All of the material below is to be retyped exactly.

§

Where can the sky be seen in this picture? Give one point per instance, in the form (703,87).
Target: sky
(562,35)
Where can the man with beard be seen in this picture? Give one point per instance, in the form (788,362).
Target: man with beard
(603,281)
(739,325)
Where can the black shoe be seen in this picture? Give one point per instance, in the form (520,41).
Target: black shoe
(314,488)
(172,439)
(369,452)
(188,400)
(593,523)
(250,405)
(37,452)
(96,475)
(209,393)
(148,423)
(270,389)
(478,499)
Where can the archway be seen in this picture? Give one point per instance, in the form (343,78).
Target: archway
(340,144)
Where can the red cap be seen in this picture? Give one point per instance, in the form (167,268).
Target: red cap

§

**Answer to the exercise**.
Where can the sky be seen in this picture? Give one point per instance, in the form (703,87).
Target: sky
(562,35)
Where can the man with beard be seen in this picture? Give one point per instance, in the form (788,362).
Target: man with beard
(603,281)
(739,325)
Where can the black shoe be seen in this picture? Give one point per instance, in the form (520,41).
Target: black shoe
(314,488)
(172,439)
(369,452)
(188,400)
(593,523)
(250,405)
(37,452)
(96,475)
(209,393)
(148,423)
(270,389)
(478,499)
Where can the archway be seen in this picture? Give one point per instance, in the form (343,78).
Target: archway
(340,144)
Where can the red cap be seen in this picture? Give one point per instance, in the form (167,268).
Target: red cap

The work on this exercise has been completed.